- [Information supplied]:
________________________________________

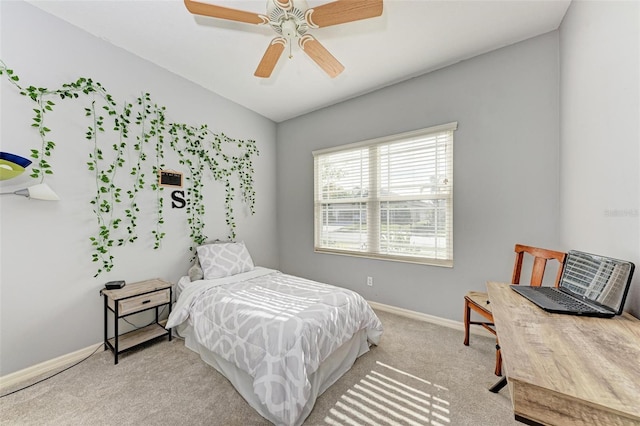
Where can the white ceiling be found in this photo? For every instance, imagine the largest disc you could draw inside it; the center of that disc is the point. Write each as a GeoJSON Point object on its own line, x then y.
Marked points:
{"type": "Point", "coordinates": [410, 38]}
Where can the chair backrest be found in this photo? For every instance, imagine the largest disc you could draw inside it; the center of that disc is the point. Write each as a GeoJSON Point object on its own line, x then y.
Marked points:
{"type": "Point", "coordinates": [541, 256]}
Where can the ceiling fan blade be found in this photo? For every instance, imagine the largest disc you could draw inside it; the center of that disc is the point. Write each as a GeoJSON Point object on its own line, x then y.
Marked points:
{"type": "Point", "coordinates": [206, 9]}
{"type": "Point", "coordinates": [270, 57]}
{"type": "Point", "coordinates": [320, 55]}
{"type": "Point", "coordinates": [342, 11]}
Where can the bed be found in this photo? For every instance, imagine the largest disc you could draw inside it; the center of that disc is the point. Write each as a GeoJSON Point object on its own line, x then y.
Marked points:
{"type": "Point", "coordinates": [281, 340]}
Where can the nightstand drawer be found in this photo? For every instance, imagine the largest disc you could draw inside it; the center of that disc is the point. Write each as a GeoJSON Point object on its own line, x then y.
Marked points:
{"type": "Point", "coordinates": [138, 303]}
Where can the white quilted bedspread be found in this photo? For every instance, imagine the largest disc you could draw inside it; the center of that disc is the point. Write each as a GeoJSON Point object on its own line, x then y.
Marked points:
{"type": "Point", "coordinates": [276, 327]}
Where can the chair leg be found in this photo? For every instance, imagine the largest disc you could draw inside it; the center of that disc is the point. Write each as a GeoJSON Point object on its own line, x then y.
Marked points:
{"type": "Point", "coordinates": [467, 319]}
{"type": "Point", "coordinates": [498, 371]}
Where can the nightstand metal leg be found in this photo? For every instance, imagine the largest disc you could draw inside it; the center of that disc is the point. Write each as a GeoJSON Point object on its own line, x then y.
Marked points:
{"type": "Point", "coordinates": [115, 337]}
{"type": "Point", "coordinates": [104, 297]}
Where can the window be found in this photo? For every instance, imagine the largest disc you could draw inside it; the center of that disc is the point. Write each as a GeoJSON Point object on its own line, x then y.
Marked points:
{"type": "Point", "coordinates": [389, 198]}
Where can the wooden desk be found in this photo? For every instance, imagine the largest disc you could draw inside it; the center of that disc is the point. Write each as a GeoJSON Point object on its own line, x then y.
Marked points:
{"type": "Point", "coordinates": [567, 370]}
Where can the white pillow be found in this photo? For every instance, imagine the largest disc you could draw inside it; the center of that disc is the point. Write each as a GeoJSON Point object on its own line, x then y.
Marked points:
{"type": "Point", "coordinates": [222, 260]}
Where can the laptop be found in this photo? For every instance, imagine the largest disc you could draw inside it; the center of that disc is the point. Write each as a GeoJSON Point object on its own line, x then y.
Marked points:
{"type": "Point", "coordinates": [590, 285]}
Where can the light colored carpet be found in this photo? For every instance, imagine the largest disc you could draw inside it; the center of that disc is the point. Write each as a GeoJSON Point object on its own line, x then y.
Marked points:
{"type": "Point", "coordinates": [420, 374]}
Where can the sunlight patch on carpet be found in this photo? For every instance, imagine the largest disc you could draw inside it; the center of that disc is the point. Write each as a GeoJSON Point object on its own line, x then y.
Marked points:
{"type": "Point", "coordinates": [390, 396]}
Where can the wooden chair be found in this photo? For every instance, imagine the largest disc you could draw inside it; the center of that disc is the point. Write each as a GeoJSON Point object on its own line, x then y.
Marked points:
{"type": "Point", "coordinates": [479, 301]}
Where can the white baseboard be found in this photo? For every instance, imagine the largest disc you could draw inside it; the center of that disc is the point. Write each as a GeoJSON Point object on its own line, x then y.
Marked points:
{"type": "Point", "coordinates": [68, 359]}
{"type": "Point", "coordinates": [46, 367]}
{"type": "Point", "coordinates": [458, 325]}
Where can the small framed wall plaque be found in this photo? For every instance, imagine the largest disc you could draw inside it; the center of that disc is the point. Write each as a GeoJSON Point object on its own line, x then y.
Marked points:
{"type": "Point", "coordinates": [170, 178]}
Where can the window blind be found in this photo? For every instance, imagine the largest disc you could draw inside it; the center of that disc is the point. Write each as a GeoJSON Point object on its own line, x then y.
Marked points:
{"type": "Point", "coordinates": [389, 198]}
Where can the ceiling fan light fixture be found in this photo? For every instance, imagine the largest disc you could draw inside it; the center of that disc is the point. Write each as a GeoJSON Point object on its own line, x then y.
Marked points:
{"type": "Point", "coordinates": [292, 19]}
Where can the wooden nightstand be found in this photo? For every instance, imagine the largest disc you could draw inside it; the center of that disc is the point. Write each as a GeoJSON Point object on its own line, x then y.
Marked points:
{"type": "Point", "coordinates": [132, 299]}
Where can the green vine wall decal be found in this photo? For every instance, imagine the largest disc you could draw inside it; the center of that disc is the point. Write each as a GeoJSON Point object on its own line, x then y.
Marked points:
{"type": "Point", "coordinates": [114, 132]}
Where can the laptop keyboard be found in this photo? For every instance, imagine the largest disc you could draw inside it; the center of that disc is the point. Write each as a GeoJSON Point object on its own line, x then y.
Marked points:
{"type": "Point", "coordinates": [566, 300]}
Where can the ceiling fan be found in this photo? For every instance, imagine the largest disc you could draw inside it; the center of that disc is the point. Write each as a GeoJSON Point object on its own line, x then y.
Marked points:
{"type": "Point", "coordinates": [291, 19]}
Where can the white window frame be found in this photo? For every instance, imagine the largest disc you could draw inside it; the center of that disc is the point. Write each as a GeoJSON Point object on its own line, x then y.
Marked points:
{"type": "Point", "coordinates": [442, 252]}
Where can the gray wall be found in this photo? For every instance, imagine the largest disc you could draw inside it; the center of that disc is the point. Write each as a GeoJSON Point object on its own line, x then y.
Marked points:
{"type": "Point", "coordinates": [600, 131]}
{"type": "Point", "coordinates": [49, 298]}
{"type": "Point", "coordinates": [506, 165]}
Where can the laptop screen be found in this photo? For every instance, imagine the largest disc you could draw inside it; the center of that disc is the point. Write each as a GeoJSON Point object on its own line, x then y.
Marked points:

________________________________________

- [Exercise objective]:
Transcribe every entry word for word, but skip the pictures.

- [Solution]:
Where can the white ceiling be found in this photo? For every instance, imagine the largest disc you could draw inside it; the center of that disc is the point. Write each as a GeoJSON Point object on its own line, x then y.
Marked points:
{"type": "Point", "coordinates": [410, 38]}
Where can the chair backrest be found in this photo? For every instance, imagine the largest disc you could draw inside it; the center of that disc is the point. Write each as a GeoJSON Point object on its own line, x then y.
Marked points:
{"type": "Point", "coordinates": [541, 256]}
Where can the ceiling fan blade be found in this photo? For every instance, imagine the largest disc you could draw inside it; the center of that disc is the point. Write each as a GeoJSON Point object on its own line, x then y.
Marked points:
{"type": "Point", "coordinates": [206, 9]}
{"type": "Point", "coordinates": [270, 57]}
{"type": "Point", "coordinates": [320, 55]}
{"type": "Point", "coordinates": [342, 11]}
Where can the bed be found in this photo? For every instance, imagine the largest disc you could draw inside it; the center of that disc is the point. Write each as a GeoJSON Point object on its own line, x then y.
Marked points:
{"type": "Point", "coordinates": [281, 340]}
Where can the nightstand drawer be found in this photo? For every instance, imagine the largest disc you could draw inside it; the center of that disc is the point. Write each as a GeoJSON Point object on its own line, x then y.
Marked points:
{"type": "Point", "coordinates": [138, 303]}
Where can the white quilted bedspread be found in this photo? For every instance, imagine the largest disc you could draw inside it; the center of that disc is the point. Write each as a GeoJSON Point object on its own line, x then y.
Marked points:
{"type": "Point", "coordinates": [276, 327]}
Where can the chair leg be found in this photo? For every instance, imagine the largest disc you could draw inside it; the center of that disc is the point. Write each as a GeoJSON Point object on its own line, x then y.
Marked points:
{"type": "Point", "coordinates": [467, 319]}
{"type": "Point", "coordinates": [498, 371]}
Where can the nightstand metal leg be found in this photo? For every instance, imagine the largest disc you could draw inside it; the center of that disc is the point. Write each as a GeoJSON Point object on its own line, x then y.
Marked points:
{"type": "Point", "coordinates": [115, 337]}
{"type": "Point", "coordinates": [104, 297]}
Where can the window be found in this photo? For every instance, imagine the largest disc you could draw inside it; the center of that disc is the point. Write each as a GeoJSON Point object on its own line, x then y.
Marked points:
{"type": "Point", "coordinates": [389, 198]}
Where can the wooden desk be found in this photo? For every instance, imagine the largest disc you could draw inside it; the center of that disc is the point. Write each as a GeoJSON Point object on its own line, x then y.
Marked points:
{"type": "Point", "coordinates": [567, 370]}
Where can the white pillow be found in this photo? For every instance, imagine the largest disc you could draw inside it; the center of that disc is the point. Write each as a GeoJSON Point object on its own line, x then y.
Marked points:
{"type": "Point", "coordinates": [222, 260]}
Where can the laptop be found in this photo? For every instance, imagine the largest disc you could draw inside it; the center of that disc is the point. Write each as a GeoJSON Point object on its own line, x then y.
Marked points:
{"type": "Point", "coordinates": [590, 285]}
Where can the light colored carpet be found in this photo? For every instance, imagine the largest disc you could draw inside it; the center of that disc is the point. Write each as a GeoJSON Point object on its own line, x then y.
Marked points:
{"type": "Point", "coordinates": [420, 374]}
Where can the sunlight patch on carpet be found in this photo? For every instance, imagine the largest disc you could draw inside it; the center of that disc is the point. Write each as a GeoJSON Point object on its own line, x then y.
Marked points:
{"type": "Point", "coordinates": [390, 396]}
Where can the wooden chair be found in this photo? For every instance, imagine the largest disc you could draw inside it; the center of that disc is the point. Write each as a GeoJSON Point object on its own line, x then y.
Marked points:
{"type": "Point", "coordinates": [479, 301]}
Where can the white baseboard be found in this photo? For every instance, imagine the largest disc you could draw inside it; the center of that disc is the point. Write each as a GeoJSON Point object on its own line, x then y.
Marked points:
{"type": "Point", "coordinates": [68, 359]}
{"type": "Point", "coordinates": [46, 367]}
{"type": "Point", "coordinates": [458, 325]}
Where can the small framed wall plaque be found in this photo? For every instance, imagine the largest disc you could draw inside it; the center of that disc is the point. Write each as a GeoJSON Point object on its own line, x then y.
Marked points:
{"type": "Point", "coordinates": [170, 178]}
Where can the window blind be found in this photo? For every instance, imagine the largest disc you could draw inside it; the center of that disc is the point. Write each as a GeoJSON Point object on its own line, x then y.
Marked points:
{"type": "Point", "coordinates": [389, 198]}
Where can the ceiling fan light fixture be found in this photo? For every instance, imagine the largest disc you could draw inside it; the center of that disc is the point. Write each as a GeoJSON Point object on its own line, x then y.
Marked points:
{"type": "Point", "coordinates": [292, 19]}
Where can the wooden nightstand be found in this photo? For every instance, imagine the largest disc you could draw inside it; the center of that disc is the point. Write each as a GeoJSON Point object on its own line, x then y.
Marked points:
{"type": "Point", "coordinates": [132, 299]}
Where can the green vine wall decal be found in this photo? For every instance, imagine the largest disc you could draw inside it; the center of that disc is the point. Write each as a GeoJSON Point object on its own line, x then y.
Marked points:
{"type": "Point", "coordinates": [114, 132]}
Where can the laptop keyboard be found in this photo? For every instance, imagine the largest disc you could draw inside it; the center of that disc is the point. Write each as a GeoJSON Point object on its own line, x then y.
Marked points:
{"type": "Point", "coordinates": [566, 300]}
Where can the ceiling fan be found in this photo? For every instance, imagine the largest disc you could draw inside it; the center of that disc is the point. Write each as a GeoJSON Point object on its own line, x then y.
Marked points:
{"type": "Point", "coordinates": [291, 19]}
Where can the white window frame be found in this photo? For every instance, imagine the largest disc you could draw inside it; the center of that disc is the point. Write each as a GeoJSON Point object on its own line, x then y.
Marked points:
{"type": "Point", "coordinates": [442, 252]}
Where can the gray wall be found in this photo? For every instance, imagine the largest disc you could draw inside it; the center of that disc is the point. Write each as a GeoJSON Point object on its own line, x then y.
Marked points:
{"type": "Point", "coordinates": [600, 131]}
{"type": "Point", "coordinates": [49, 298]}
{"type": "Point", "coordinates": [506, 165]}
Where can the laptop screen be found in this photo? For every instance, imagine the largest disc you could draw inside it; the center of that disc is the point. Write each as a GeoJSON Point object on its own line, x then y.
Marked points:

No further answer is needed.